## EXTRACT:
|---|
Note that similar data is displayed a second time starting with the adjacency list. The reason is that we first call DFS and then we call the more efficient version of DFS.

    /**
     * Test scaffold
     * 
     * @throws IOException
     */
    public static void main(String[] args) throws IOException {
        
        // **** initialization ****
        List<List<Integer>> edges = new ArrayList<>();

        // **** open buffered reader ****
        BufferedReader br = new BufferedReader(new InputStreamReader(System.in));

        // **** read number of vertices in graph ****
        int V = Integer.parseInt(br.readLine().trim());

        // ???? ????
        System.out.println("main <<< V: " + V);

        // **** read number of edges in graph ****
        int m = Integer.parseInt(br.readLine().trim());

        // ???? ????
        System.out.println("main <<< m: " + m);

        // **** read graph edges ****
        IntStream.range(0, m).forEach(i -> {
            try {
                edges.add(
                    Arrays.stream(br.readLine().split(","))
|---|
## DATA ROWS:
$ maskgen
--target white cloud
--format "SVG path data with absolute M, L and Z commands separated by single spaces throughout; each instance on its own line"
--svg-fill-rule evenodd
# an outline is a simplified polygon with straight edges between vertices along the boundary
|---|
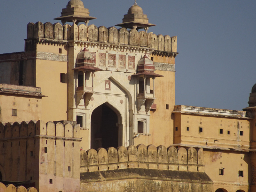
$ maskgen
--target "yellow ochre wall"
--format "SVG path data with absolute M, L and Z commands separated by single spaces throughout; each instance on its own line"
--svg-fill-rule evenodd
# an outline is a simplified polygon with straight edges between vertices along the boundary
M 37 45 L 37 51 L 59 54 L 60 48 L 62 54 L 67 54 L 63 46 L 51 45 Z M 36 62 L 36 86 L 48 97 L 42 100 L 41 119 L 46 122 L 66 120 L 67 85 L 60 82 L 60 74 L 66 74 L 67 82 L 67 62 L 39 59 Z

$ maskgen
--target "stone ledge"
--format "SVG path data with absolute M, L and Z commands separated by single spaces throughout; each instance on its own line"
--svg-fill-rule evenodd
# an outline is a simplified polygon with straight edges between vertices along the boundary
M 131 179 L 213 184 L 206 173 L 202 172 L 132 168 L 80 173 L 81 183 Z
|---|
## EXERCISE INSTRUCTIONS:
A. In the DFS test scaffold extract, why is similar data shown a second time?
B. Write the rest of the DFS test scaffold extract, picking up right after its last line.

## TASK-BY-TASK ANSWERS:
A. DFS is called first, and then the more efficient version of DFS is called.

B.
                        .map(s -> s.replace(" ", ""))
                        .map(Integer::parseInt)
                        .collect(toList())
                );
            } catch (IOException ex) {
                throw new RuntimeException(ex);
            }
        });

        // **** close the buffered reader ****
        br.close();

        // ???? ????
        System.out.println("main <<< edges: " + edges.toString());

        // **** create and populate the graph ****
        MyGraph g = new MyGraph(V, edges, AdjacencyType.LIST);

        // ???? ????
        g.printGraph();


        // **** perform DFS from this vertex ****
        GraphNode s = g.G.get(1);

        // ???? ????
        System.out.println("main <<< s: " + s.toString());

        // **** 'classic' BFS from specified vertex ****
        g.classicBFS(s);

        // ???? ????
        System.out.println("main <<< g:");
        System.out.print(g.toString());

        // **** create and populate the graph ****
        g = new MyGraph(V, edges, AdjacencyType.LIST);

        // ???? ????
        g.printGraph();

        // **** 'efficient' BFS from specified vertex ****
        g.efficientBFS(s);
        
        // ???? ????
        System.out.println("main <<< g:");
        System.out.print(g.toString());
    }

This is the test scaffold we use to accept input, generate the graph and make the two calls to the classicBFS() and then to the efficientBFS() methods.

I believe the code has enough comments that make it easy to follow. Of course if you have questions please leave me a comment in the bottom section of the post.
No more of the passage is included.